## Data for the task
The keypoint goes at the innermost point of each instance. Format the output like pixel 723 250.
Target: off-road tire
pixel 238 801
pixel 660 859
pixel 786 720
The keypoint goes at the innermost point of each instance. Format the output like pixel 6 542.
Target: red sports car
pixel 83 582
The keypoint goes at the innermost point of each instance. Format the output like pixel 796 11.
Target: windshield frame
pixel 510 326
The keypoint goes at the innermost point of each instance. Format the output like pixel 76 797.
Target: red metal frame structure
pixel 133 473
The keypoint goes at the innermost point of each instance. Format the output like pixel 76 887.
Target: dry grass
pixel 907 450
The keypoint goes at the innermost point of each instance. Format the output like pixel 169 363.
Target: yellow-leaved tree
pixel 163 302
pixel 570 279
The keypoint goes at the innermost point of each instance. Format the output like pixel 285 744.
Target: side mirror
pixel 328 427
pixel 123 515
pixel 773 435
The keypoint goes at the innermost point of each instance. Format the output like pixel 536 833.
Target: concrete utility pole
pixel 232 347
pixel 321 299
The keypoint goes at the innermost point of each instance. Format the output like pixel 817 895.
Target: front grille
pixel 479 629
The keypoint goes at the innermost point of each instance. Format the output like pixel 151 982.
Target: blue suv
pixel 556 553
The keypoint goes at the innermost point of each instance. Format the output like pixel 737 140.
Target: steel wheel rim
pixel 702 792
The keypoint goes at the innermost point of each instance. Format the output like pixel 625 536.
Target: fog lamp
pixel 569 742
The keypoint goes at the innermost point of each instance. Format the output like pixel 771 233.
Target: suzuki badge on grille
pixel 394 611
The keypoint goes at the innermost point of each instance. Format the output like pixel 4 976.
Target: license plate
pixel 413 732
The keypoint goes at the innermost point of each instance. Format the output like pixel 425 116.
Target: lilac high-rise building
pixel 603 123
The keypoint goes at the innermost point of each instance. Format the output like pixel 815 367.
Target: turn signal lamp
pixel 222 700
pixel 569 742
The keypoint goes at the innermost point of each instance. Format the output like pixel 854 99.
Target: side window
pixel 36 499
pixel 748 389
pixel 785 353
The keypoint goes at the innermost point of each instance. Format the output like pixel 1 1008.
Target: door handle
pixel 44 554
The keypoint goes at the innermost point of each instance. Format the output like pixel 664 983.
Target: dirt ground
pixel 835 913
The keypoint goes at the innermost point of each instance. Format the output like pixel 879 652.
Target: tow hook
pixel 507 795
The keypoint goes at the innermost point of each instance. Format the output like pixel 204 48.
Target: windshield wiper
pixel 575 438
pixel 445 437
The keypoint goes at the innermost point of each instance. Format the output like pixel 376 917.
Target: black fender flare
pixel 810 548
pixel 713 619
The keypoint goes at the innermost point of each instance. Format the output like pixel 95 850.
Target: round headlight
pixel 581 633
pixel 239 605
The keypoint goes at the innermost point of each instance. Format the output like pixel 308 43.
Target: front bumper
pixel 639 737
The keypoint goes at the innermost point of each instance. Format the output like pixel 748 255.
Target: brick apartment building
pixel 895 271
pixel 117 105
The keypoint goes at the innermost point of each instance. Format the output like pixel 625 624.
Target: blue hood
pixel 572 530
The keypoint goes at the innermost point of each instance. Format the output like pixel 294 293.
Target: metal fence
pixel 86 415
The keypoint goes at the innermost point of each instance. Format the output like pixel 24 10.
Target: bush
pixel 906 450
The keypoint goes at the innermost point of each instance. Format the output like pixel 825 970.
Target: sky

## Challenge
Recast the material above as a numbered list with each line as its own item, and drop any blank lines.

## Task solution
1. The keypoint goes at the innermost point of each instance. Format the output like pixel 723 250.
2. Target: off-road tire
3. pixel 238 801
4. pixel 660 859
5. pixel 786 720
6. The keypoint goes at the innermost point of each instance. Format the output like pixel 6 542.
7. Target: red sports car
8. pixel 83 582
9. The keypoint goes at the innermost point of each instance. Format the output like pixel 796 11.
10. Target: windshield frame
11. pixel 510 326
12. The keypoint goes at the innermost point of each instance. Format the output like pixel 76 797.
13. Target: red metal frame structure
14. pixel 133 473
15. The keypoint goes at the innermost point of each instance. Format the output like pixel 76 887.
16. Target: dry grass
17. pixel 907 450
18. The keypoint goes at the innermost point of each instance. Format the output like pixel 169 363.
19. Target: yellow-leaved tree
20. pixel 163 302
21. pixel 570 279
22. The keypoint goes at the innermost point of each instance. Format the output like pixel 285 744.
23. Target: side mirror
24. pixel 328 427
25. pixel 123 515
26. pixel 773 435
27. The keypoint goes at the innermost point of each instance. Format the output like pixel 536 833.
28. Target: concrete utility pole
29. pixel 232 347
30. pixel 321 299
31. The keypoint goes at the innermost point of each instance. Format the output like pixel 817 895.
32. Target: front grille
33. pixel 479 629
34. The keypoint goes at the innermost point of each instance. Format the output like pixel 151 982.
35. Target: blue suv
36. pixel 556 553
37. The keypoint goes at the innermost point of each instance. Format the output like pixel 737 140.
38. Target: steel wheel rim
39. pixel 702 792
40. The keypoint goes at the innermost point of each instance. Format the output like pixel 625 536.
41. Target: fog lamp
42. pixel 569 742
43. The keypoint goes at the innermost point of each instance. Format the output like pixel 771 233.
44. Target: suzuki badge on grille
45. pixel 394 611
46. The keypoint goes at the innermost point of each instance. Format the output like pixel 4 976.
47. Target: license plate
48. pixel 413 732
49. The keypoint goes at the innermost point of each instance. Format the output like pixel 425 116.
50. Target: lilac high-rise building
51. pixel 603 123
52. The keypoint goes at the innermost point of each instance. Format the output like pixel 815 367.
53. Target: turn signal lamp
54. pixel 222 700
55. pixel 569 742
56. The keypoint goes at the innermost point of each instance. Format the output like pixel 854 99.
57. Target: side window
58. pixel 36 499
59. pixel 748 389
60. pixel 785 353
61. The keypoint goes at the innermost point of each instance. Format the output like pixel 1 1008.
62. Target: door handle
63. pixel 44 554
64. The keypoint goes at the innermost point of each instance. Format the output like pixel 664 983.
65. Target: dirt ground
66. pixel 835 913
67. The keypoint goes at the innermost point of each instance. Format the output like pixel 879 652.
68. Target: tow hook
69. pixel 507 795
70. The keypoint goes at the innermost point of each instance. Format the output like pixel 204 48.
71. Target: windshield wiper
72. pixel 575 438
73. pixel 445 437
74. The keypoint goes at the innermost point of each instance. Format the output like pixel 376 917.
75. Target: black fender flare
76. pixel 810 548
77. pixel 713 619
78. The keypoint goes at the innermost point of each instance. Format the output like pixel 95 850.
79. Target: round headlight
80. pixel 581 633
81. pixel 239 605
82. The keypoint goes at the innermost point of each instance. Format the output like pixel 308 43.
83. Target: front bumper
84. pixel 639 737
85. The keypoint goes at the innermost point of each instance. Format the output like pixel 748 255.
86. Target: brick apartment building
87. pixel 895 271
88. pixel 117 105
89. The keypoint goes at the innermost point of each instance. Format the output like pixel 625 624.
90. Target: blue hood
91. pixel 572 530
92. The keypoint goes at the innermost point of each instance. Format the output like pixel 294 293.
93. Target: metal fence
94. pixel 86 415
95. The keypoint goes at the innermost point of each instance. Format the output like pixel 24 10.
96. Target: bush
97. pixel 906 450
98. The keypoint goes at the innermost point of each instance. Format the output like pixel 825 970.
99. Target: sky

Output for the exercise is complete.